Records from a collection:
- - -
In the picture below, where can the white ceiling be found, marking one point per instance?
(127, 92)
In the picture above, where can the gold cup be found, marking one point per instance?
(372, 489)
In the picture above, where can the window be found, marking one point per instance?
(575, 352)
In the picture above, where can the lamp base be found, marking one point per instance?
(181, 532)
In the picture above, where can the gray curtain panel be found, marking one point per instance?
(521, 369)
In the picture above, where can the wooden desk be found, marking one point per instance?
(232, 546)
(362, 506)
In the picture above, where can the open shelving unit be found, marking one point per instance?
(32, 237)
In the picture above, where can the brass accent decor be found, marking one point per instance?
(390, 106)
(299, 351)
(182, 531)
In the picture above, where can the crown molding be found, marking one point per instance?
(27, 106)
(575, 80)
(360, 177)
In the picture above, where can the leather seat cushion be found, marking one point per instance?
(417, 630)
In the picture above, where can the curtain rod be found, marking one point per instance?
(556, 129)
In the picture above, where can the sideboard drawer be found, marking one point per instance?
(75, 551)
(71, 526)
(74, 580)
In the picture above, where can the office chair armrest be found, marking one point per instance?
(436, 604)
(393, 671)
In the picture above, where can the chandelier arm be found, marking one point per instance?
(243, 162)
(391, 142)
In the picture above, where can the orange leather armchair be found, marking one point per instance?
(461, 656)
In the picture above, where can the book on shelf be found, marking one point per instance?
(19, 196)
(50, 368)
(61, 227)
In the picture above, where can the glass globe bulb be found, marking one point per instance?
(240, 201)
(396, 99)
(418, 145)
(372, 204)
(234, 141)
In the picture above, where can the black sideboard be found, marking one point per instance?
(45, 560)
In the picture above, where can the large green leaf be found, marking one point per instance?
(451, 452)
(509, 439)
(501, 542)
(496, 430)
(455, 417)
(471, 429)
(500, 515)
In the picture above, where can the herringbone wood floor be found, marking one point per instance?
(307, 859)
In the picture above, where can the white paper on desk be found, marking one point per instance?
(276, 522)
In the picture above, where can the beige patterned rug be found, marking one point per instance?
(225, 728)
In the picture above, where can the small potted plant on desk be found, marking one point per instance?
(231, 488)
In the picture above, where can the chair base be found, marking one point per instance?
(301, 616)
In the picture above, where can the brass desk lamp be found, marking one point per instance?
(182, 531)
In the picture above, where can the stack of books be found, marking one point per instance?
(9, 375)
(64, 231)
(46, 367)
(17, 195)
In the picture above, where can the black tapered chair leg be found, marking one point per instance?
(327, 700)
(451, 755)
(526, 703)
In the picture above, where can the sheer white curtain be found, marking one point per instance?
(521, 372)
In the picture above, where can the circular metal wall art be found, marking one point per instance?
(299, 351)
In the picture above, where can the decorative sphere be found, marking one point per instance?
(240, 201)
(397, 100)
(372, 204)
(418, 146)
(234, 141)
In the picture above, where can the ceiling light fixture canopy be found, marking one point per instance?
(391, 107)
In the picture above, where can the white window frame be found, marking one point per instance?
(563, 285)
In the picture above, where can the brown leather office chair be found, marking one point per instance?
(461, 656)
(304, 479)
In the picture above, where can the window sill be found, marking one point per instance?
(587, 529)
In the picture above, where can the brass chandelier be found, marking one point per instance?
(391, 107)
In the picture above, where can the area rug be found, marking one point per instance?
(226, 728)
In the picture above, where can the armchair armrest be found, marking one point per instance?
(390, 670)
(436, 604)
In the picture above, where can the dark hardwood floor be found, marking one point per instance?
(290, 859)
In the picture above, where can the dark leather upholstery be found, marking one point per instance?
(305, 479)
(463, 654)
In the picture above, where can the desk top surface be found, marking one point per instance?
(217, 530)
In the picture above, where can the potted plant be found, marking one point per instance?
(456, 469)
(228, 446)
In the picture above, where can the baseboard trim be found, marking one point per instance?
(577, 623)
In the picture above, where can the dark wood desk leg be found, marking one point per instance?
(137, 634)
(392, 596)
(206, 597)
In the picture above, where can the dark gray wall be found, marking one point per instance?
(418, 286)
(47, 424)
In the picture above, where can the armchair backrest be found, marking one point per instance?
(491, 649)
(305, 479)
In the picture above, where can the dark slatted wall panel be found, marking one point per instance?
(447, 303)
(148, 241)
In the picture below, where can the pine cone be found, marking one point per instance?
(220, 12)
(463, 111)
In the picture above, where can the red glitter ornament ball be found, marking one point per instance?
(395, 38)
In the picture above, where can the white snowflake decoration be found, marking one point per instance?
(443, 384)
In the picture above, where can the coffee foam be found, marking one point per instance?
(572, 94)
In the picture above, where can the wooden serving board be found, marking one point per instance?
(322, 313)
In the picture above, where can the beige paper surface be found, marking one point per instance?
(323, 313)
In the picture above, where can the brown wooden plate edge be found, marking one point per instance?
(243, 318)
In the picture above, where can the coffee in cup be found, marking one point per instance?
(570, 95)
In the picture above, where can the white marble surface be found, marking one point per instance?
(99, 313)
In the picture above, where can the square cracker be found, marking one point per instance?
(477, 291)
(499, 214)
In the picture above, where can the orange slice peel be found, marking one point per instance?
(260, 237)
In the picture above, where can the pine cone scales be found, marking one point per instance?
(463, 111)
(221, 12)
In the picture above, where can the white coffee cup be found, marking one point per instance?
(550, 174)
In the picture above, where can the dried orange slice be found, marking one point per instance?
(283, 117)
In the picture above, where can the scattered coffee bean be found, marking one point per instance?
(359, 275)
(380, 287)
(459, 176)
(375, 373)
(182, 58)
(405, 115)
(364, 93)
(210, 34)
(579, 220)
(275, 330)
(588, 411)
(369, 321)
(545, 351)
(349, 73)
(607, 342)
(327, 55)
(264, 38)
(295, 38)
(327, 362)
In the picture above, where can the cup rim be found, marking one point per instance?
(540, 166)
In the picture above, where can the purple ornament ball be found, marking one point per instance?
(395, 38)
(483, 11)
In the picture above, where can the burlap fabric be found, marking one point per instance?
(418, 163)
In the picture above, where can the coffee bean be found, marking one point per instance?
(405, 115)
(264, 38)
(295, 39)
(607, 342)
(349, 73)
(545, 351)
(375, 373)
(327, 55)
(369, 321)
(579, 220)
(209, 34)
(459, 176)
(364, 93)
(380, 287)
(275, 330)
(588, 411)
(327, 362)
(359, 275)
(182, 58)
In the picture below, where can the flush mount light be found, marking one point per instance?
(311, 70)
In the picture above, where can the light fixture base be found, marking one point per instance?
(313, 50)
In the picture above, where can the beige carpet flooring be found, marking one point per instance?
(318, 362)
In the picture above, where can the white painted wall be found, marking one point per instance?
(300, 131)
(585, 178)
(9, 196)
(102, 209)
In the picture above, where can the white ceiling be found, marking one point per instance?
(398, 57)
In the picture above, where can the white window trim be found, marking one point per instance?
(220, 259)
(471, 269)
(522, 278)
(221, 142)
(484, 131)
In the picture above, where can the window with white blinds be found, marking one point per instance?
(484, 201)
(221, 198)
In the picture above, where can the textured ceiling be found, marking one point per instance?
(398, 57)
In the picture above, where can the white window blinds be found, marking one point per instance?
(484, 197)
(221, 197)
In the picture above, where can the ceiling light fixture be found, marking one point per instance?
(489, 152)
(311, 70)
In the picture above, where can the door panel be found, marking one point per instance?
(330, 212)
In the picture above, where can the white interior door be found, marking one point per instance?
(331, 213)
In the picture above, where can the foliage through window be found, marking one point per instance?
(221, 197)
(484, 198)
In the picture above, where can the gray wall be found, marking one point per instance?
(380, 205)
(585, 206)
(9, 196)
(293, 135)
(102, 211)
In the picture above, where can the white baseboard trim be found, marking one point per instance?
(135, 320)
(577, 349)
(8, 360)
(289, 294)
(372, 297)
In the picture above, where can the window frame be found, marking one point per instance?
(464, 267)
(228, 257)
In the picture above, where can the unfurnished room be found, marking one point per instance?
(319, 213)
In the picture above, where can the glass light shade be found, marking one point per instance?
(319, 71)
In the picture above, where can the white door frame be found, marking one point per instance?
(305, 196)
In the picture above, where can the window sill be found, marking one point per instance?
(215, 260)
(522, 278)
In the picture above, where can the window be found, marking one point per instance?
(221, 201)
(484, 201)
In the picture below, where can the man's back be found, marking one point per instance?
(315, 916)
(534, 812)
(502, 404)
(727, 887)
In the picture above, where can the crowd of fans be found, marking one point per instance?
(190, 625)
- - -
Instructions to follow =>
In the records above, find the line containing "In the picture below, where can the man's"; please retype it and every line after it through the last line, exactly and with nothing else.

Solution to this problem =>
In the picture below, where can the man's back be found, marking one point per instance?
(315, 916)
(534, 812)
(502, 404)
(727, 887)
In the picture above, where can the crowd of fans be found, marking one point per instance?
(190, 625)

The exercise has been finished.